Task data:

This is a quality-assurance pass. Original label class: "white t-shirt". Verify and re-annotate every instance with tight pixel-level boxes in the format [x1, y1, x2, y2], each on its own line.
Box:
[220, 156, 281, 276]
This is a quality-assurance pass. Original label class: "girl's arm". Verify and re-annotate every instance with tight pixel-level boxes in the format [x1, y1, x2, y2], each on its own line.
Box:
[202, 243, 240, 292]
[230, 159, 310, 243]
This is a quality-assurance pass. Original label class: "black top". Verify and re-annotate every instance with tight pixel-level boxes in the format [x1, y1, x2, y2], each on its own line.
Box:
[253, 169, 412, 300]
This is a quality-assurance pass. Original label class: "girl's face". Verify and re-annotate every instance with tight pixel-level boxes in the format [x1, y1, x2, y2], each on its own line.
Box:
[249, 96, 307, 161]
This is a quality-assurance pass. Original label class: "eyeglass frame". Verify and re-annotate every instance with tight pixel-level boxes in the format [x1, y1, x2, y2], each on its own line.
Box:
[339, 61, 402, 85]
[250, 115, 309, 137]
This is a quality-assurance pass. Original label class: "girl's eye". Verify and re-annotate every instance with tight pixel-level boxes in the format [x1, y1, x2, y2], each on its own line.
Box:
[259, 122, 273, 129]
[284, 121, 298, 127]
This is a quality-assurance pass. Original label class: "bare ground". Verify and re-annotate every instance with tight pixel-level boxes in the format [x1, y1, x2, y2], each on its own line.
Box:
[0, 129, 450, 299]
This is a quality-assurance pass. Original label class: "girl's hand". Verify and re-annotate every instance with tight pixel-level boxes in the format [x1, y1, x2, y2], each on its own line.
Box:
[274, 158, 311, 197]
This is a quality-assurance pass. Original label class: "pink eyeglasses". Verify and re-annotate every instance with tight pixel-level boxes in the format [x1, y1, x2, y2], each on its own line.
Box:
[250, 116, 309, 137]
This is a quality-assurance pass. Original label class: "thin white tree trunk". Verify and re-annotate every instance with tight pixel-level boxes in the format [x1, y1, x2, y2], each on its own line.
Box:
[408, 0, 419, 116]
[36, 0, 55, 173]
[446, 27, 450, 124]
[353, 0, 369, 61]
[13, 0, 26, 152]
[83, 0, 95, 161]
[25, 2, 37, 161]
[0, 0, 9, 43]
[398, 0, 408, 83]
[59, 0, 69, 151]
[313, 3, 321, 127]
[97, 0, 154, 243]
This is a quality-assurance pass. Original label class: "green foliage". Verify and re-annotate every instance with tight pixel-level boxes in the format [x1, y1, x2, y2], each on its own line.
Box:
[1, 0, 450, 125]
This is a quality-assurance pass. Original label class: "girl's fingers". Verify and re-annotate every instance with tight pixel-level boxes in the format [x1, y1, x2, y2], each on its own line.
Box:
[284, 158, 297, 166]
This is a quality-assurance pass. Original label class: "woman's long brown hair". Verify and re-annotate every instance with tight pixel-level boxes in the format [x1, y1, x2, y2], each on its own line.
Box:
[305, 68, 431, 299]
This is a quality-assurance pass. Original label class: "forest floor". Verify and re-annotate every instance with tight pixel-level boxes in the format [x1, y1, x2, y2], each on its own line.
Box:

Aim:
Write out the stretch from the start of the records through the line containing "[284, 121, 298, 127]" as a numbered list, skipping any blank lines.

Response to this exercise:
1. This is a quality-assurance pass. Original label class: "white t-shirt". Verify and re-annotate every instance with tight pixel-level boxes in the format [x1, y1, x2, y2], each on its own line.
2. Box:
3. [220, 156, 281, 276]
4. This is a quality-assurance pass. Original label class: "girl's arm". Verify and re-annotate every instance with tight pixel-level boxes in the format [x1, y1, x2, y2], each on its own line.
5. Box:
6. [202, 243, 240, 292]
7. [230, 159, 310, 243]
8. This is a quality-assurance pass. Original label class: "black top". Verify and re-annotate every instance with tight pixel-level boxes in the format [x1, y1, x2, y2], each on its own line.
9. Box:
10. [253, 169, 412, 300]
11. This is a quality-assurance pass. Original label class: "girl's face". Verify and re-annotate every instance with tight pixel-level boxes in the format [x1, y1, x2, y2], each on its own line.
12. Box:
13. [249, 96, 307, 161]
14. This is a quality-assurance pass. Original label class: "eyeglass frame". Verify and re-annotate every instance with tight pixel-level boxes in the format [x1, y1, x2, y2], each on its own line.
15. Box:
16. [339, 61, 402, 85]
17. [250, 115, 309, 137]
18. This is a quality-assurance pass. Original label class: "girl's eye". Verify and re-annotate every instance with tight pixel-level boxes in the format [x1, y1, x2, y2], each on its own line.
19. Box:
20. [259, 122, 273, 129]
21. [284, 121, 298, 127]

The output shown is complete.